TEXTO DE LECTURA

□ □ □

José de María Romero Barea © 2019 /
Somos seres sociables. Nos repelen los medios de comunicación centralizados, queremos subvertirlos, descentrarlos, socializarlos. Creer que las nuevas tecnologías no nos han cambiado para siempre es caer en la trampa de pensar que las máquinas son distintas a nosotros. Las hemos creado para que reflejen nuestros deseos e íntimas necesidades. Ellas, a cambio, fusionan universos. Barajan jerarquías. Generan mecanismos de exclusión. Vivimos inmersos en una amalgama de carne y ciberespacio en la que no dejamos de interpenetrarnos. Nos hemos convertido en un engendro eternamente vigilado.

□ □ □

Registros almacenados
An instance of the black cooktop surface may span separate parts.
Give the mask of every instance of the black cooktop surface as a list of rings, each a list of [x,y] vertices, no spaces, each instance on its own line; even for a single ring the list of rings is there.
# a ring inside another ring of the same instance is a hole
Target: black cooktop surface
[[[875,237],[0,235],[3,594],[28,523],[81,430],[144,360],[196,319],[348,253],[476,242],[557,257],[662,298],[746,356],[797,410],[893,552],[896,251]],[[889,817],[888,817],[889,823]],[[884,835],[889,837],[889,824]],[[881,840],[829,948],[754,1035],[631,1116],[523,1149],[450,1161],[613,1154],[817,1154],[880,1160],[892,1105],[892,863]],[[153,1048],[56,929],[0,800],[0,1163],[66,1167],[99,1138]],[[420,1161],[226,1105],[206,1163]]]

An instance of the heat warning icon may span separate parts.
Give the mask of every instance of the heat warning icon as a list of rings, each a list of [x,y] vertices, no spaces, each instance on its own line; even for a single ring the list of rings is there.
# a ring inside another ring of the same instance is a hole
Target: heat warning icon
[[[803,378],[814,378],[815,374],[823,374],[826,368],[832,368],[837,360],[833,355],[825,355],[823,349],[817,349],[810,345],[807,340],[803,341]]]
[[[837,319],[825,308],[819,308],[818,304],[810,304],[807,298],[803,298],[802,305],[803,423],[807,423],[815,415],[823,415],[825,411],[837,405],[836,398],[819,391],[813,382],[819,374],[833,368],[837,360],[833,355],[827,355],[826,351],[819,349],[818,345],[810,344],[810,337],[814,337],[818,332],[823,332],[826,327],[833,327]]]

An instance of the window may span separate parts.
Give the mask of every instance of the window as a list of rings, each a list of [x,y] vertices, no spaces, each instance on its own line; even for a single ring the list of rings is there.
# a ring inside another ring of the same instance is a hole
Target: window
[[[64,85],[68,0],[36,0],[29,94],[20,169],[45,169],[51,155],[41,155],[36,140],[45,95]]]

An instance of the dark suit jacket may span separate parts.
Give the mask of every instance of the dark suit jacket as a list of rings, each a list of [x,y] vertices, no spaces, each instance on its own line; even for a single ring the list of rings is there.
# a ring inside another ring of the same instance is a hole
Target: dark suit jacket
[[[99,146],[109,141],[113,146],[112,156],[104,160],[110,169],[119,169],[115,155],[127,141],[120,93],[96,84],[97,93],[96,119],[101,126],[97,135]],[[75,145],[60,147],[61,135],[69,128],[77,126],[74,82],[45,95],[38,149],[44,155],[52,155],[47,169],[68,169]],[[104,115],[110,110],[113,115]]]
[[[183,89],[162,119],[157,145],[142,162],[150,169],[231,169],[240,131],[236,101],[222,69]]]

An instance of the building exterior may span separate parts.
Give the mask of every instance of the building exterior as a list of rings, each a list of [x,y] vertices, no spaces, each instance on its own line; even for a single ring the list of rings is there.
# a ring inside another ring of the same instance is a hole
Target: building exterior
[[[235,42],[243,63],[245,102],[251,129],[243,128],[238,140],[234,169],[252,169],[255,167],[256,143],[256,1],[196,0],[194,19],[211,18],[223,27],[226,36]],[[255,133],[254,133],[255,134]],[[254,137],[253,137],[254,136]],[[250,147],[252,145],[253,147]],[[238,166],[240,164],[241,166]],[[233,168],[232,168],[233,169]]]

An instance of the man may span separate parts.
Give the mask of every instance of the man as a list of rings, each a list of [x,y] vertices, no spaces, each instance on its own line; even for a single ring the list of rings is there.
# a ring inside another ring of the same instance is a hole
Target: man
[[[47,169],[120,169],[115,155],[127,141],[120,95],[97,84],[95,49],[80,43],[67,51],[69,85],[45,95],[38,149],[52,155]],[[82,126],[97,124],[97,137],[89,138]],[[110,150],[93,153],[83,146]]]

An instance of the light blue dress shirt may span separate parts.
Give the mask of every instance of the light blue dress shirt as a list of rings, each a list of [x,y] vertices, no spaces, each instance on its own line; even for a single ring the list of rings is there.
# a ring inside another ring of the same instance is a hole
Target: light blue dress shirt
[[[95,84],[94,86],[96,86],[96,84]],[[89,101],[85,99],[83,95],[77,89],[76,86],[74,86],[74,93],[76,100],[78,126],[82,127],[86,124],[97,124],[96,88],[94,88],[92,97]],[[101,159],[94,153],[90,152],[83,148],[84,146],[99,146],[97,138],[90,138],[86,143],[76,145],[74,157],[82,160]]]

□ □ □

TAREAS
**a)** ¿Cómo se traduce al inglés esta oración del texto sobre las nuevas tecnologías: "Vivimos inmersos en una amalgama de carne y ciberespacio en la que no dejamos de interpenetrarnos."?
**b)** Transcribe sin alteraciones el fragmento del texto sobre las nuevas tecnologías que empieza en "José de María" y termina en "engendro eternamente vigilado.".
**c)** Continúa el texto sobre las nuevas tecnologías a partir de su última oración.
Las filas son un material independiente del texto.

RESPUESTAS
**a)** We live immersed in an amalgam of flesh and cyberspace in which we never stop interpenetrating one another.

**b)**
José de María Romero Barea © 2019 /
Somos seres sociables. Nos repelen los medios de comunicación centralizados, queremos subvertirlos, descentrarlos, socializarlos. Creer que las nuevas tecnologías no nos han cambiado para siempre es caer en la trampa de pensar que las máquinas son distintas a nosotros. Las hemos creado para que reflejen nuestros deseos e íntimas necesidades. Ellas, a cambio, fusionan universos. Barajan jerarquías. Generan mecanismos de exclusión. Vivimos inmersos en una amalgama de carne y ciberespacio en la que no dejamos de interpenetrarnos. Nos hemos convertido en un engendro eternamente vigilado.

**c)**
En los libros del periodista y escritor Antonio Di Benedetto (Mendoza, 1922 – Buenos Aires, 1986) se socavan los mitos de habilitación / empoderamiento / esclarecimiento. Se ahonda en divisiones y desigualdades, se redunda en preocupaciones de género, poder e influencia. Su literatura pre-tecnológica supone un invaluable manual para nuestro tiempo fieramente digital, donde nada es lo que parece. Mucho menos, la red que habitamos. Hoy que la interconexión permanente ha logrado, al fin, desorganizar lo organizado, globalizar lo local, armonizar una lúdica regeneración autosuficiente, aunque psicológicamente dispersa, nada más procedente que una literatura que privilegia la transmisión holística mediante interdependientes redes colaborativas.

Zama
Entonces, como ahora, las noticias, los rumores y la sabiduría se movían entre personas que se amaban, se odiaban o tenían intereses en común: el Facebook de antaño se cumplía en cartas copiadas a mano, comentadas y vueltas a copiar. En el Paraguay del XVIII se intercambiaban citas, se contaban chismes, se cantaban poemas. Como ahora. No interesan demasiado a nuestro interlocutor, sin embargo, los accidentes de la cotidianeidad: “El agua quería llevárselo y lo llevaba, pero se enredó entre los palos del muelle decrépito y ahí estaba él, por irse y no, y ahí estábamos. Ahí estábamos, por irnos y no”.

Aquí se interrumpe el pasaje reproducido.